-- Begin Excerpted text --

Dror Cohen's paintings use simple forms and bold colours to create a poetic sense of space

New York-based illustrator Dror Cohen creates delicate yet striking paintings that use minimal details to maximum effect. We caught up with her to learn how she applies colour and composition so expertly.

The world of illustration contains many wonderful artists who cram their pictures with intricate details and dazzling colours in order to attract attention. On the other end of the spectrum, there's Dror Cohen, whose textured paintings act as a refreshing palette cleanser and draw the viewer in with their sparse details.

Depicting everything from hung-up laundry blowing on the line to a swimmer's reflection rippling in the water, Dror's paintings have appeared in The New Yorker, The New York Times and The Washington Post, to name a few. Hand-painted with thin layers of gouache, along with some additional pencil work, these illustrations are the culmination of her childhood fascination with drawing.

"When I was a young child - about 8 - I started going to drawing lessons," Dror tells Creative Boom. "For the entire three hours, I would just look through books of paintings and photo magazines. Even today, between and during projects, I spend a lot of time looking for references - this often includes interesting compositions, colour palettes, and people in motion or dressed in an interesting way."

-- End Excerpted text --
-- Begin Extracted data --

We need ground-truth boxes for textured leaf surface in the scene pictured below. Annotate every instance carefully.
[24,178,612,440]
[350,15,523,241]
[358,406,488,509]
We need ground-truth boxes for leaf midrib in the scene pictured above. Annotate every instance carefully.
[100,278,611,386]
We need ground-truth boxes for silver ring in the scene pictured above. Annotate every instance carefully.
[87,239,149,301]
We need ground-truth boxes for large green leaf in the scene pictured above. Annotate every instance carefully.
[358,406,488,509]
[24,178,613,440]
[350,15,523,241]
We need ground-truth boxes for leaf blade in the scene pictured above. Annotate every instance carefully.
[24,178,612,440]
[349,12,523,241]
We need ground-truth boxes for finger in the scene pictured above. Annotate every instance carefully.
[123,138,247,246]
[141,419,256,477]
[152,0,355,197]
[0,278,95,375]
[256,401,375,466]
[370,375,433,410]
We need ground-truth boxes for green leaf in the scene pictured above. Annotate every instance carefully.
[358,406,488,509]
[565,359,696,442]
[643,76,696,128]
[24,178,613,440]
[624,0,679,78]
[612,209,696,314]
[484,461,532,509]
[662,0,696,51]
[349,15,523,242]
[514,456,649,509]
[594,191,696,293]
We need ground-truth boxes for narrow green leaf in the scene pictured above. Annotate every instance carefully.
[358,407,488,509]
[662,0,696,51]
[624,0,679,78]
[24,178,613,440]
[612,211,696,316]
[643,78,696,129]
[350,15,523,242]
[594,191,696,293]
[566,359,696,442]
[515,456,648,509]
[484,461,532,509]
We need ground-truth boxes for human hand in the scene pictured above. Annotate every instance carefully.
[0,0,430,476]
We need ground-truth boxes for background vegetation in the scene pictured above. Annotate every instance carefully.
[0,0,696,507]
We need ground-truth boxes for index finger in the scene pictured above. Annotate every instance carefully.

-- End Extracted data --

### Tasks to carry out
1. Reproduce the article on Dror Cohen word for word, from "Dror Cohen's paintings" to "composition so expertly.", both ends included.
2. According to the article on Dror Cohen, are these statements correct? Answer yes or no for each, quoting the words that decide it. (a) Dror Cohen is based in New York. (b) The paintings are made with oil paint. (c) Dror Cohen began drawing lessons at about age 8.
3. Continue the article on Dror Cohen from the point where it ends.

### Task-by-task results
1.
Dror Cohen's paintings use simple forms and bold colours to create a poetic sense of space

New York-based illustrator Dror Cohen creates delicate yet striking paintings that use minimal details to maximum effect. We caught up with her to learn how she applies colour and composition so expertly.

2.
(a) Yes: "New York-based illustrator Dror Cohen"
(b) No: "Hand-painted with thin layers of gouache, along with some additional pencil work"
(c) Yes: "When I was a young child - about 8 - I started going to drawing lessons"

3.
Dror followed this passion through to higher education, where she studied illustration at Bezalel in Jerusalem, then later for one semester at HAW in Hamburg. "Both places had some really good teachers," she says. "As a student, I experimented with many techniques - aquarelle, pencils, oil and gouache, ink, printmaking, etc.

"I didn't stick with any one technique until after graduating. Then I moved to New York and interned at a printmaking workshop and later at a small and friendly book publisher. At the same time, I worked on my own paintings until painting took over."

Inspired by the colour arrangement of Milton Avery and the manual composition of Jockum Nordstrum, Dror seeks to capture a similarly free and flowing style in her work. She is also interested in creating a parallel and dreamlike universe in her paintings. "For this reason, another big source of inspiration is the stage, in particular theatre and dance," she reveals. "I like the works of Pina Bausch for their everyday quality and the abundance of expression and feeling conveyed entirely through body language, costumes, and set.

"I also admire Oscar Schlemmer for the expressive lack of movement in their work and the distance between characters within a space. Recently I discovered the writing of Max Porter, which I like for its discomforting atmosphere, daydream-like storytelling and real feeling."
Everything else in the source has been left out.